** begin Rows **

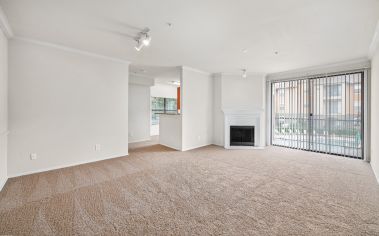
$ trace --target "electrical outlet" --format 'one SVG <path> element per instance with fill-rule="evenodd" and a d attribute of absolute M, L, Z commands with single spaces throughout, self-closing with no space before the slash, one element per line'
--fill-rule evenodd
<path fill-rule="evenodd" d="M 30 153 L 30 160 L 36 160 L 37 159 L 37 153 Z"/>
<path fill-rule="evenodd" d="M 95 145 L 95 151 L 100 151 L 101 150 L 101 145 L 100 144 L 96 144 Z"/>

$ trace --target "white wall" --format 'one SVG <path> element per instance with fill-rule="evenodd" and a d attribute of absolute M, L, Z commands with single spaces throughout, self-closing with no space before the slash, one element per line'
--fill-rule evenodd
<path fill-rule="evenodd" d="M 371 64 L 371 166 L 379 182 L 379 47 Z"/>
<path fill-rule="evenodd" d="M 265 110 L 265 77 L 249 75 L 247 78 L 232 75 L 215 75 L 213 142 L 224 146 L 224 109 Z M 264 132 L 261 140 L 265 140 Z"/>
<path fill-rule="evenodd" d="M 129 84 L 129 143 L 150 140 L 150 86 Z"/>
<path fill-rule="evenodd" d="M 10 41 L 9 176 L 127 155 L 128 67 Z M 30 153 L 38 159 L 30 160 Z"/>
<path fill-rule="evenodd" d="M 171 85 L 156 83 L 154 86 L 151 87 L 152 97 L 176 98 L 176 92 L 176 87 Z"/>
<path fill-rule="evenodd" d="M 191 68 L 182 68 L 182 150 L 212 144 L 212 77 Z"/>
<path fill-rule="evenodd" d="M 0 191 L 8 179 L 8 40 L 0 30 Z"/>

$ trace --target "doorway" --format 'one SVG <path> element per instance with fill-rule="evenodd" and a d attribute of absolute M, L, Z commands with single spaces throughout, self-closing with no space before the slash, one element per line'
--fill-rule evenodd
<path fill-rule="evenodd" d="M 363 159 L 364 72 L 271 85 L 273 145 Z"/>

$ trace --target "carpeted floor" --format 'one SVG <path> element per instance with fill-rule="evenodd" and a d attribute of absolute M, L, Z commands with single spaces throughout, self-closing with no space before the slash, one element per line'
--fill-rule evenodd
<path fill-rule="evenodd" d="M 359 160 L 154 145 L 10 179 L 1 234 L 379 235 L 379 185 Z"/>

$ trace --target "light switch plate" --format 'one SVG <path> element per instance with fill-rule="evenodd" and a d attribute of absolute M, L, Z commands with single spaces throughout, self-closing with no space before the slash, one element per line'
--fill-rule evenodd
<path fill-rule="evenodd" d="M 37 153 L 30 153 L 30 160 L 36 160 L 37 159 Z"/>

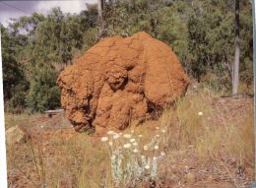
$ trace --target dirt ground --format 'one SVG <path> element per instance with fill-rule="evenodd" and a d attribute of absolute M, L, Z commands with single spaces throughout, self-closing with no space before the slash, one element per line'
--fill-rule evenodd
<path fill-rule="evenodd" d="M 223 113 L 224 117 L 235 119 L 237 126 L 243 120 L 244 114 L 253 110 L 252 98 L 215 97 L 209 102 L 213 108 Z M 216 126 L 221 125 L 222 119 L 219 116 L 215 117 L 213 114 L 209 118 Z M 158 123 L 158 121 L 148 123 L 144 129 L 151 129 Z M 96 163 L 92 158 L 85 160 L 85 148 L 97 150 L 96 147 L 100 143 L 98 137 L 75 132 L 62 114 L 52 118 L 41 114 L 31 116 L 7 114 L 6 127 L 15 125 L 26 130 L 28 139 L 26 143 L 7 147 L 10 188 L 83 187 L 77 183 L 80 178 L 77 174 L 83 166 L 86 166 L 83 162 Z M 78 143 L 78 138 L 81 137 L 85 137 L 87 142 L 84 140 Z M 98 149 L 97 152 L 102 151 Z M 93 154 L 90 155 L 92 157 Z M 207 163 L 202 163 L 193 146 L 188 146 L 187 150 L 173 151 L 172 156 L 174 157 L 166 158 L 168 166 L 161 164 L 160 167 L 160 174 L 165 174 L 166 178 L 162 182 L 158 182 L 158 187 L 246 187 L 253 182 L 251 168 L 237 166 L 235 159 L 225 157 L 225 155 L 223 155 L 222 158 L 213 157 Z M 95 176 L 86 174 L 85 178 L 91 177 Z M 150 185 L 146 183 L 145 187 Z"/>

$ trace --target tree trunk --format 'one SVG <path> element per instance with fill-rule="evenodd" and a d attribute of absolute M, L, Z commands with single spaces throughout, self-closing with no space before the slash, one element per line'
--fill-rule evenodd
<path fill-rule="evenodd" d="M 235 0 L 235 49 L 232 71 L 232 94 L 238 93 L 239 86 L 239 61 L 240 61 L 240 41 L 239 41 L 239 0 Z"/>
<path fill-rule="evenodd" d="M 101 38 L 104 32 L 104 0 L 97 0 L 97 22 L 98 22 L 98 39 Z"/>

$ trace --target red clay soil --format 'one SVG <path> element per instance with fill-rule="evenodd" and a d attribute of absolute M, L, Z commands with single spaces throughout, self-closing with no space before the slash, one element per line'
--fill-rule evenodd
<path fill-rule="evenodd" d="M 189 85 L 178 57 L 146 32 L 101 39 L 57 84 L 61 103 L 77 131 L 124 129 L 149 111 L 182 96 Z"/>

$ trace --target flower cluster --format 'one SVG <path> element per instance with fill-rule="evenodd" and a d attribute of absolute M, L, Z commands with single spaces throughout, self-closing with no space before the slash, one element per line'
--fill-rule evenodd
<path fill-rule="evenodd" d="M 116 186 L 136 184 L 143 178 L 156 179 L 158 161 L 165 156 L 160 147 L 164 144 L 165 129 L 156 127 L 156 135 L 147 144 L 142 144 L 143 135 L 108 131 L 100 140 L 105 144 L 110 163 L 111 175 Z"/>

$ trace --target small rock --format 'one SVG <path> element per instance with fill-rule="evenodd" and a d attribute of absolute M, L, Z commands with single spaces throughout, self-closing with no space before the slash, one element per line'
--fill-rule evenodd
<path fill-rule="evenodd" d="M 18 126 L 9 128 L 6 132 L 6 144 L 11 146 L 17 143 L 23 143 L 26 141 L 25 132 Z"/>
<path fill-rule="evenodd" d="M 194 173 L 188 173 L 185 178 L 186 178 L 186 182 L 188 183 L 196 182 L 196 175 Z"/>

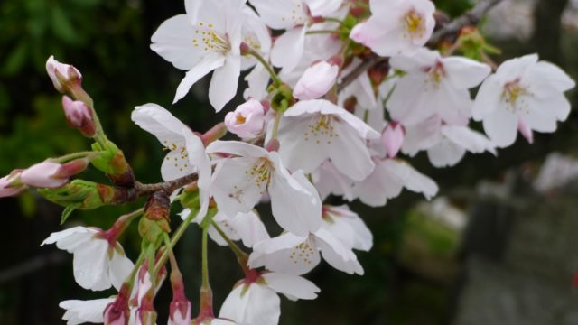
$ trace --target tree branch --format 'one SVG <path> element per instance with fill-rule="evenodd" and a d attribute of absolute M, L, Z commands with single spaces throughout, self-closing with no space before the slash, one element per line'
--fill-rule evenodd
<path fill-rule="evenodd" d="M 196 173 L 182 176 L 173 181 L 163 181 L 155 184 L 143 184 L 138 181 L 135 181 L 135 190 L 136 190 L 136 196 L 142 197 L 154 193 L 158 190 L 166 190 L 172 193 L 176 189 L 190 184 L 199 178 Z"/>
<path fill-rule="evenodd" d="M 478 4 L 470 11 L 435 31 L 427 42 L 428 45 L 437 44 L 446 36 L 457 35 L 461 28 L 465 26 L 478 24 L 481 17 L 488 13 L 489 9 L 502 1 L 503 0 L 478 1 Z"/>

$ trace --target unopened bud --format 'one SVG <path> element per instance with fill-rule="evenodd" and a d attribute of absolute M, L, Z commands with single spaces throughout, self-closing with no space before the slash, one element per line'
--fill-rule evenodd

** end Rows **

▸ **What the task asks**: Rewrite all the records with every "trace" changed to "segment" and everything else left as it is. Omit the pictures from your answer.

▸ **Answer to the task**:
$ segment --target "electrical outlet" --format 'one SVG <path> element per instance with fill-rule="evenodd" and a d attribute of absolute M, L, Z commands with single spaces throughout, self-closing with no space before the slash, one element per line'
--fill-rule evenodd
<path fill-rule="evenodd" d="M 30 153 L 30 160 L 36 160 L 37 159 L 37 153 Z"/>
<path fill-rule="evenodd" d="M 95 145 L 95 151 L 100 151 L 101 150 L 101 145 L 100 144 L 96 144 Z"/>

$ segment --target "white wall" --format 'one SVG <path> element per instance with fill-rule="evenodd" and a d attribute of absolute M, L, Z commands with single spaces throughout, self-closing with no space before the slash, one element per line'
--fill-rule evenodd
<path fill-rule="evenodd" d="M 371 64 L 371 166 L 379 182 L 379 47 Z"/>
<path fill-rule="evenodd" d="M 265 110 L 265 77 L 249 75 L 247 78 L 232 75 L 215 75 L 213 142 L 224 146 L 224 109 Z M 264 132 L 261 140 L 265 140 Z"/>
<path fill-rule="evenodd" d="M 129 84 L 129 143 L 150 140 L 150 86 Z"/>
<path fill-rule="evenodd" d="M 10 41 L 9 176 L 127 155 L 128 67 Z M 30 153 L 38 159 L 30 160 Z"/>
<path fill-rule="evenodd" d="M 171 85 L 156 83 L 154 86 L 151 87 L 152 97 L 176 98 L 176 92 L 176 87 Z"/>
<path fill-rule="evenodd" d="M 191 68 L 182 68 L 182 150 L 212 144 L 212 77 Z"/>
<path fill-rule="evenodd" d="M 0 191 L 8 179 L 8 40 L 0 30 Z"/>

$ segment --target "doorway" --format 'one SVG <path> element per instance with fill-rule="evenodd" and a d attribute of absolute M, L, Z commands with single spaces throughout, self-closing with no space before the slash, one element per line'
--fill-rule evenodd
<path fill-rule="evenodd" d="M 363 159 L 364 72 L 271 85 L 273 145 Z"/>

$ segment --target "carpeted floor" --format 'one SVG <path> element per instance with fill-rule="evenodd" and a d attribute of absolute M, L, Z commands with single spaces throughout, self-closing with no space before the slash, one element per line'
--fill-rule evenodd
<path fill-rule="evenodd" d="M 359 160 L 154 145 L 10 179 L 1 234 L 379 235 L 379 185 Z"/>

$ segment --target "light switch plate" --format 'one SVG <path> element per instance with fill-rule="evenodd" and a d attribute of absolute M, L, Z commands with single spaces throughout, self-closing with no space before the slash, one element per line'
--fill-rule evenodd
<path fill-rule="evenodd" d="M 37 153 L 30 153 L 30 160 L 36 160 L 37 159 Z"/>

$ segment --target dirt ground --format 'one SVG <path> element per instance with fill-rule="evenodd" and a d attribute of absolute M, L, Z commands with single spaces throughout, self-closing with no space before the slash, one element per line'
--fill-rule evenodd
<path fill-rule="evenodd" d="M 223 113 L 224 117 L 235 119 L 237 126 L 243 120 L 244 114 L 253 110 L 252 98 L 215 97 L 209 102 L 213 108 Z M 216 126 L 221 125 L 222 119 L 219 116 L 215 117 L 213 114 L 209 118 Z M 158 123 L 158 121 L 148 123 L 144 129 L 151 129 Z M 96 163 L 92 158 L 85 160 L 85 148 L 97 150 L 96 147 L 100 143 L 98 137 L 75 132 L 62 114 L 52 118 L 41 114 L 31 116 L 7 114 L 6 127 L 15 125 L 26 130 L 28 139 L 26 143 L 7 147 L 10 188 L 83 187 L 77 183 L 80 178 L 77 174 L 83 166 L 86 166 L 83 162 Z M 78 143 L 78 138 L 81 137 L 85 137 L 87 142 L 84 140 Z M 98 149 L 97 152 L 102 151 Z M 93 154 L 90 155 L 92 157 Z M 207 163 L 202 163 L 193 146 L 188 146 L 187 150 L 173 151 L 172 156 L 174 157 L 166 158 L 168 166 L 161 164 L 160 167 L 160 174 L 165 174 L 166 178 L 162 182 L 158 182 L 158 187 L 246 187 L 253 182 L 251 168 L 237 166 L 235 159 L 225 157 L 225 155 L 223 155 L 222 158 L 213 157 Z M 95 176 L 86 174 L 85 178 L 91 177 Z M 150 185 L 146 183 L 145 187 Z"/>

$ segment --target tree trunk --format 'one SVG <path> element per instance with fill-rule="evenodd" and a d attribute of absolute M, L, Z commands with single spaces throughout, self-closing with no space before the slash, one element per line'
--fill-rule evenodd
<path fill-rule="evenodd" d="M 235 0 L 235 49 L 232 71 L 232 94 L 238 93 L 239 86 L 239 61 L 240 61 L 240 41 L 239 41 L 239 0 Z"/>
<path fill-rule="evenodd" d="M 101 38 L 104 32 L 104 0 L 97 0 L 97 22 L 98 22 L 98 39 Z"/>

$ segment --target red clay soil --format 'one SVG <path> element per instance with fill-rule="evenodd" and a d attribute of absolute M, L, Z commands with single spaces throughout, self-closing with no space before the slash, one element per line'
--fill-rule evenodd
<path fill-rule="evenodd" d="M 189 85 L 178 57 L 146 32 L 101 39 L 57 84 L 61 103 L 77 131 L 124 129 L 149 111 L 182 96 Z"/>

$ segment --target flower cluster --format 'one SVG <path> element per instance with fill-rule="evenodd" and a d attribute of absolute M, L, Z commands with single spaces throughout, self-closing with no space before the slash, one element per line'
--fill-rule evenodd
<path fill-rule="evenodd" d="M 116 186 L 136 184 L 143 178 L 156 179 L 158 161 L 165 156 L 160 147 L 164 144 L 165 129 L 156 127 L 156 135 L 147 144 L 142 144 L 143 135 L 108 131 L 100 140 L 105 144 L 110 163 L 111 175 Z"/>

$ segment --target small rock --format 'one SVG <path> element per instance with fill-rule="evenodd" and a d attribute of absolute M, L, Z commands with single spaces throughout, self-closing with no space before the slash, one element per line'
--fill-rule evenodd
<path fill-rule="evenodd" d="M 18 126 L 9 128 L 6 132 L 6 144 L 11 146 L 17 143 L 23 143 L 26 141 L 25 132 Z"/>
<path fill-rule="evenodd" d="M 194 173 L 188 173 L 185 178 L 186 178 L 186 182 L 188 183 L 196 182 L 196 175 Z"/>

$ segment --target tree branch --format 'one SVG <path> element per instance with fill-rule="evenodd" and a d attribute of absolute M, L, Z commands with single spaces throughout, self-closing with no space before the slash, one element per line'
--fill-rule evenodd
<path fill-rule="evenodd" d="M 196 173 L 182 176 L 173 181 L 163 181 L 155 184 L 143 184 L 138 181 L 135 181 L 135 190 L 136 190 L 136 196 L 142 197 L 154 193 L 158 190 L 166 190 L 172 193 L 176 189 L 190 184 L 199 178 Z"/>
<path fill-rule="evenodd" d="M 478 4 L 470 11 L 435 31 L 427 42 L 428 45 L 437 44 L 446 36 L 457 35 L 461 28 L 465 26 L 478 24 L 481 17 L 488 13 L 489 9 L 502 1 L 503 0 L 478 1 Z"/>

$ segment --target unopened bud --format 'one SVG <path> element per instance with fill-rule="evenodd" and a d attribute of absolute M, L, Z commands with single spaces throughout, self-closing with no space before the slash, one element per line'
--fill-rule evenodd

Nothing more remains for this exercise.